#### [答える問題]
**a.** 急性主幹動脈閉塞症の解説について、次の問いに答えなさい。
(i) 話をした太田貴裕先生の所属と役職は何か。
(ii) 小脳や脳幹に血液を送っている血管として挙げられているのは何か。
(iii) 心原性脳塞栓の割合は何%か。
**b.** 急性主幹動脈閉塞症の解説から、「脳主幹動脈は、脳に酸素や栄養」を含む語句で始まり「栓が26%という割合でした。」で終わる部分を書き直しなさい。その際、「脳卒中データバンク」を「脳卒中の登録データベース」に改めること。
**c.** 急性主幹動脈閉塞症の解説について、次の各文が本文と合っているかを「はい」か「いいえ」で答えなさい。判断の根拠となる本文の語句もそのまま引用すること。
(i) 脳卒中データバンクのデータは約10万人分である。
(ii) ラクナ梗塞の割合は、アテローム血栓性梗塞・塞栓の割合より高い。
(iii) 前大脳動脈は脳主幹動脈に含まれる。

#### [本文抜粋]
--------------------

急性主幹動脈閉塞症は、脳の太い血管に血栓が詰まるなどの理由によって脳に血液が行き渡らなくなることをいいます。血管を再開通させなければ脳梗塞を引き起こすため、一刻の猶予も許されない状況です。急性主幹動脈閉塞症について、東京都立多摩総合医療センター脳神経外科 部長の太田貴裕先生にお話をうかがいました。
脳主幹動脈は、脳に酸素や栄養を送っている複数の太い血管の総称です。大脳に血液を送っている内頸動脈・中大脳動脈・前大脳動脈・および小脳や脳幹に血液を送っている椎骨動脈や脳底動脈が含まれます。急性主幹動脈閉塞症は、この主幹動脈が血栓や塞栓により突然閉塞を起こす病態です。
1999年から2012年までに脳卒中データバンクに登録された約10万人のデータによると、虚血性脳卒中では動脈硬化によるアテローム血栓性梗塞・塞栓が31%、ラクナ梗塞が29%、心房細動(しんぼうさいどう)などによる心原性脳塞栓が26%という割合でした。

--------------------

#### [提供資料]
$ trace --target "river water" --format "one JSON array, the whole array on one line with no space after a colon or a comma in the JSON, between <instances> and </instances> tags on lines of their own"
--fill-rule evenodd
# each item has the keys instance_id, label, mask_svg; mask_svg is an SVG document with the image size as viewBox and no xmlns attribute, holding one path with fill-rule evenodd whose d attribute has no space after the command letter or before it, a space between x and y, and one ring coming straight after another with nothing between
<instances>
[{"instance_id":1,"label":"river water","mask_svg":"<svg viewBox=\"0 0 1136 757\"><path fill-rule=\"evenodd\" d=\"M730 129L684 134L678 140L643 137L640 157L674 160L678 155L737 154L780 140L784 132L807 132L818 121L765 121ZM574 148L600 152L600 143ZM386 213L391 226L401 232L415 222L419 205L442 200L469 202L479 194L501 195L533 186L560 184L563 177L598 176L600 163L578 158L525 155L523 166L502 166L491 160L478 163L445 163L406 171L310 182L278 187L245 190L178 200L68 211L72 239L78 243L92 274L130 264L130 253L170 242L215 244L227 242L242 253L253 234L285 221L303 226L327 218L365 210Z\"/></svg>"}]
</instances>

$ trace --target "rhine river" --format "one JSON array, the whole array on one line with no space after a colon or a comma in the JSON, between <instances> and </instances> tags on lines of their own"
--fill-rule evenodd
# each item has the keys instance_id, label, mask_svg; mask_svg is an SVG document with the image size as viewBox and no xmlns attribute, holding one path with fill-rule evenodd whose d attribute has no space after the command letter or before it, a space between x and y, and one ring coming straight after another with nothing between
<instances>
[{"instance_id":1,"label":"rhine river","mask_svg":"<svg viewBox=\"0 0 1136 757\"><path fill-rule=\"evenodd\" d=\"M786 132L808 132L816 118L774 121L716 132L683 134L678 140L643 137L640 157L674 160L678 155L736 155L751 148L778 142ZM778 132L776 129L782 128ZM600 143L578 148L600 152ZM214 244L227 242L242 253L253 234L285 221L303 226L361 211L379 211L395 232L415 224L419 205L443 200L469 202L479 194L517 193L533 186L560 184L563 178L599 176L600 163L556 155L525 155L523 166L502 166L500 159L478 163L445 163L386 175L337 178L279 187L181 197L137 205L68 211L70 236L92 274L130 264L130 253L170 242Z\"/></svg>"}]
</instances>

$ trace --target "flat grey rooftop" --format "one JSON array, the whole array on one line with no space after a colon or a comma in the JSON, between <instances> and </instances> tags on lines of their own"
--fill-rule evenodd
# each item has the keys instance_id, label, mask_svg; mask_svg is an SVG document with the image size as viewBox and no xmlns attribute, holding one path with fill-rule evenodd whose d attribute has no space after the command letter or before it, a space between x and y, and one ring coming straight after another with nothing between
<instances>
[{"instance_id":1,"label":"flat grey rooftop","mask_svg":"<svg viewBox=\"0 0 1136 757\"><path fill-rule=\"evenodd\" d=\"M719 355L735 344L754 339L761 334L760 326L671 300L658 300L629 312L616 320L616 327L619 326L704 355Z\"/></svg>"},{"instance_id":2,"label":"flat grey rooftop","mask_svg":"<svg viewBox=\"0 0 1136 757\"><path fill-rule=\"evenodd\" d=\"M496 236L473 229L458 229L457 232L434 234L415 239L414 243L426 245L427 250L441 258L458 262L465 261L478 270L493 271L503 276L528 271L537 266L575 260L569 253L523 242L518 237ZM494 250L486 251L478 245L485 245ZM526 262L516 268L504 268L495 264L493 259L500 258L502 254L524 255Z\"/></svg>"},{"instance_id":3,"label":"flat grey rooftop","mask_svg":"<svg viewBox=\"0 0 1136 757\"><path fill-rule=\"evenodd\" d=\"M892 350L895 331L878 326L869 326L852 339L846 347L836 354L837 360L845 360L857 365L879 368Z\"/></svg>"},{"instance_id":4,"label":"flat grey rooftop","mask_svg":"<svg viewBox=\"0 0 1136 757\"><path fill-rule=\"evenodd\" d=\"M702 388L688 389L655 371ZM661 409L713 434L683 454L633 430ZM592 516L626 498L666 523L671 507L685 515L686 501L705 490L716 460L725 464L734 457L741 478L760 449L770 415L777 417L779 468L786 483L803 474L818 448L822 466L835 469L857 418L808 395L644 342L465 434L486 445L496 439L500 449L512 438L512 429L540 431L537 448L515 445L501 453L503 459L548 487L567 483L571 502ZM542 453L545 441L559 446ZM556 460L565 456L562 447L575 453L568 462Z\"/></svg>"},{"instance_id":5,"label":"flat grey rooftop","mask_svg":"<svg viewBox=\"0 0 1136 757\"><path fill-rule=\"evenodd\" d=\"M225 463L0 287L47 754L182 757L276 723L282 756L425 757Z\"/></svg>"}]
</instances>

--------------------

#### [課題の解答]
**a.**
(i) 東京都立多摩総合医療センター脳神経外科の部長
(ii) 椎骨動脈と脳底動脈
(iii) 26%

**b.**
脳主幹動脈は、脳に酸素や栄養を送っている複数の太い血管の総称です。大脳に血液を送っている内頸動脈・中大脳動脈・前大脳動脈・および小脳や脳幹に血液を送っている椎骨動脈や脳底動脈が含まれます。急性主幹動脈閉塞症は、この主幹動脈が血栓や塞栓により突然閉塞を起こす病態です。
1999年から2012年までに脳卒中の登録データベースに登録された約10万人のデータによると、虚血性脳卒中では動脈硬化によるアテローム血栓性梗塞・塞栓が31%、ラクナ梗塞が29%、心房細動(しんぼうさいどう)などによる心原性脳塞栓が26%という割合でした。

**c.**
(i) はい。「約10万人のデータ」
(ii) いいえ。「アテローム血栓性梗塞・塞栓が31%、ラクナ梗塞が29%」
(iii) はい。「大脳に血液を送っている内頸動脈・中大脳動脈・前大脳動脈」